EXERCISE DIRECTIONS.
Reproduce the data below from the line containing "Please indicate the cabinet" through the end, keeping each request unchanged and scaling every x and y point coordinate in the answers by 1.5, rounded to the nearest whole number with halves rounded up. Give only those lines.
···
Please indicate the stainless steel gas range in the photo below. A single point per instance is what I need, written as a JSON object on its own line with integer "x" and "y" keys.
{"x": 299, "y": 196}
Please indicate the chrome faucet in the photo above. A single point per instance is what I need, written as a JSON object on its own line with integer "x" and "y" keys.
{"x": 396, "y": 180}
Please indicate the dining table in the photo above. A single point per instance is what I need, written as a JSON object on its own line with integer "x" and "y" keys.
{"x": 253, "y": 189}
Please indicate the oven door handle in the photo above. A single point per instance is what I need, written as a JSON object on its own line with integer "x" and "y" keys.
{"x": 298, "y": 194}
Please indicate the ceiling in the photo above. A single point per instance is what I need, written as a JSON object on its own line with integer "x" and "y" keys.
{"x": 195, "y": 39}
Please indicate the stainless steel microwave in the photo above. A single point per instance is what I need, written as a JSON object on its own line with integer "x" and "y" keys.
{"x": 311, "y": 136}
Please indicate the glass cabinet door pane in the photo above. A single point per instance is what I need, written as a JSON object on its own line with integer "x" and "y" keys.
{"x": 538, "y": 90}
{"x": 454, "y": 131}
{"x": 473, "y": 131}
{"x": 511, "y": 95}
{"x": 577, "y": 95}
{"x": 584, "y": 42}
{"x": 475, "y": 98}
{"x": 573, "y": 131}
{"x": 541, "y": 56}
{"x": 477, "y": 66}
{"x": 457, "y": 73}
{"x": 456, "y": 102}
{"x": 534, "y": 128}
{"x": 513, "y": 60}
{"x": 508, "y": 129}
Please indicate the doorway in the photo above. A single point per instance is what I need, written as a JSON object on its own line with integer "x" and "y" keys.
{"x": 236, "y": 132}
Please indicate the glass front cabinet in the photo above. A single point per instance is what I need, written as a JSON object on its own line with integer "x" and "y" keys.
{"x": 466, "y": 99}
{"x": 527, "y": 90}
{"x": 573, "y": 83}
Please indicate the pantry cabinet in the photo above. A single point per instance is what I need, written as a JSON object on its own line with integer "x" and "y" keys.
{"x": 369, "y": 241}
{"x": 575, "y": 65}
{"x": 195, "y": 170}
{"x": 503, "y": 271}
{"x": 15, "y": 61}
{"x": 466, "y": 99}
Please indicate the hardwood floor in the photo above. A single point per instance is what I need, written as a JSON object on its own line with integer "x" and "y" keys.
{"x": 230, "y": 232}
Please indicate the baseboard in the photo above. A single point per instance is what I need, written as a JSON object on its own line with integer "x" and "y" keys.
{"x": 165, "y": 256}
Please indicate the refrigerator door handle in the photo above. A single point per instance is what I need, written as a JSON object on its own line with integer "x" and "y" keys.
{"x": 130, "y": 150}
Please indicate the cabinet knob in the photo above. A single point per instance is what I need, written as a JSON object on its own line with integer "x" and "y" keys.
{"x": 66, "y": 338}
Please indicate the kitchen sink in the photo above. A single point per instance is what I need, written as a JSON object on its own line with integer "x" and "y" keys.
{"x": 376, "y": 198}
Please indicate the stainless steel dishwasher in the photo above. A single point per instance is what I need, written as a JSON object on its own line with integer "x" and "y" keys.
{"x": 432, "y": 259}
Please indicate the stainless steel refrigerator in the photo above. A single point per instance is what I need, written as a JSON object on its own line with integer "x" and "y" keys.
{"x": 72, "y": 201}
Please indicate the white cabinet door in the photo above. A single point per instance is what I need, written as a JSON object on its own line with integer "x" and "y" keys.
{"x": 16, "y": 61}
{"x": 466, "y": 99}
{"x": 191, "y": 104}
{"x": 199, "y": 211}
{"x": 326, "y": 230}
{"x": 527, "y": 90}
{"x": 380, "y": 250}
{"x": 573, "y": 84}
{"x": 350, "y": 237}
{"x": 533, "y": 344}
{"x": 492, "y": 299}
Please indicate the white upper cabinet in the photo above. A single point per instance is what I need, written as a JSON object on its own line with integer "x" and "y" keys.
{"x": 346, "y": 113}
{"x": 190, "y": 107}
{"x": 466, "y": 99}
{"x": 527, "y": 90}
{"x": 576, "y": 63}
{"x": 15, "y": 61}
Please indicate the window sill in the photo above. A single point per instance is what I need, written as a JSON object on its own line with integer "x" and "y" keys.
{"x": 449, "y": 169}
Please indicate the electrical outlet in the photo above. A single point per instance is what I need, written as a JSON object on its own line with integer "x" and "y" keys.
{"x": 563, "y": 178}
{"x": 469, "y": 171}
···
SOLUTION.
Please indicate the cabinet knob in the photo above. A single point per instance is what I need, written as a JSON object on its own line with integer "x" and "y" keys.
{"x": 99, "y": 507}
Please indicate the kitchen sink in the photo above. A single point per instance is what I need, written as a JSON object on its own line with integer "x" and "y" keys.
{"x": 564, "y": 297}
Please indicate the stainless steel dishwasher in the photo above. A single point per instance is what I need, written as a JSON object on its own line with integer "x" and "y" keys.
{"x": 648, "y": 389}
Please indicate the stainless steel refrigerator in the photo above. A single point per instance is what I need, written as a JSON object on its own line with integer "x" and "y" keys.
{"x": 108, "y": 302}
Please indicate the white cabinet door in the photo above. A single point per instance is what I need, written as a JSON object on its own line with integer "x" and "y" keys.
{"x": 24, "y": 92}
{"x": 699, "y": 149}
{"x": 287, "y": 156}
{"x": 299, "y": 317}
{"x": 489, "y": 345}
{"x": 791, "y": 135}
{"x": 570, "y": 375}
{"x": 860, "y": 126}
{"x": 525, "y": 356}
{"x": 800, "y": 516}
{"x": 738, "y": 449}
Please indicate the white upper cabinet in the photo above. A single point per instance is what I need, written as a JSON object on its own line with integer "x" and "y" keys.
{"x": 519, "y": 170}
{"x": 285, "y": 161}
{"x": 699, "y": 149}
{"x": 791, "y": 135}
{"x": 864, "y": 95}
{"x": 23, "y": 92}
Please indicate the window sill in the photo above. A single point per instance is what I need, written as a JSON object on its own line with integer "x" and "y" keys.
{"x": 674, "y": 254}
Please indicate the electrical outlet in the photo above. A single point per instance is what I need, written as a JSON object on its own line with integer "x" and "y" keys.
{"x": 845, "y": 267}
{"x": 704, "y": 257}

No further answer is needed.